----- Çıkarılan metin

ASRIN AFETİ DEPREM DEĞİL TEK ADAM YÖNETİMİ VE RANT HIRSIDIR

Acımız büyük. Milletçe başımız sağ olsun. 6 Şubat 2023’te meydana gelen depremler,
gerçekten büyük bir afet. Yakın tarihimizin en büyük depremlerinden birisiyle karşı
karşıyayız. Deva Partisi Yeşilyurt İlçe Teşkilatı olarak hayatını kaybeden vatandaşlarımıza
Allah’tan rahmet diliyoruz. Yaralılarımıza acil şifalar diliyoruz. Yakınlarını kaybedenlere
başsağlığı ve sabırlar diliyoruz.
Yaşadığımız depremin gerçekliğini sorguladığımız olağanüstü bir dönemden
geçiyoruz. Anlaşılması, empati yapılabilmesi mümkün olmayan çok büyük bir acıyı yaşıyor
milyonlarca insanımız. Bu acıları katlayan ve yaşanan felaketin sonuçlarını büyüten o kadar
mühim sorumsuzluklar var ki, maalesef öfkeyle üzüntümüzün iç içe geçtiği olaylara şahit
oluyoruz.
Ülkemiz maalesef dünyanın en aktif deprem kuşaklarından birinin üzerinde bulunuyor. Son
yüzyılımızda birçok yıkıcı deprem meydana geldi. Depremlerin gelecekte de olmaya devam
edeceği yadsınamaz bir gerçek. Deprem Bölgeleri Haritasına göre yurdumuzun % 92'si
deprem bölgeleri içerisinde yer alıyor ve ülke nüfusumuzun % 95'i deprem bölgelerinde
yaşıyor. 06 Şubat 2023 tarihinde Türkiye’de çok büyük bir deprem yaşadık. Ülkemiz fay
hatların çok olduğu bir ülke olmasına rağmen, çok sayıda deprem tecrübesi yaşamamıza
rağmen bizler ne yazık ki yeterli önlemi almadık.

----------
----- Verilen veriler

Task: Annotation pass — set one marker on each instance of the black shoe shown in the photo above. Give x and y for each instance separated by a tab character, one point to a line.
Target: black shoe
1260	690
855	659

----------

> _Verilen görev A_:
Deprem açıklamasında "Acımız büyük. Milletçe" ifadesinden "ve sabırlar diliyoruz." ifadesine kadar uzanan bölümü kelimesi kelimesine aktarın.
> _Verilen görev B_:
Deprem açıklamasına göre Deprem Bölgeleri Haritası, ülke nüfusunun yüzde kaçının deprem bölgelerinde yaşadığını gösteriyor?
> _Verilen görev C_:
Deprem açıklamasında Deva Partisi Yeşilyurt İlçe Teşkilatının dilediği şeylerin hepsini sıralayın.
Bu verilerin burada hiçbir işlevi yoktur.

> _Nihai cevap A_:
Acımız büyük. Milletçe başımız sağ olsun. 6 Şubat 2023’te meydana gelen depremler,
gerçekten büyük bir afet. Yakın tarihimizin en büyük depremlerinden birisiyle karşı
karşıyayız. Deva Partisi Yeşilyurt İlçe Teşkilatı olarak hayatını kaybeden vatandaşlarımıza
Allah’tan rahmet diliyoruz. Yaralılarımıza acil şifalar diliyoruz. Yakınlarını kaybedenlere
başsağlığı ve sabırlar diliyoruz.

> _Nihai cevap B_:
Ülke nüfusunun %95'i deprem bölgelerinde yaşıyor.

> _Nihai cevap C_:
- Rahmet
- Acil şifalar
- Başsağlığı
- Sabırlar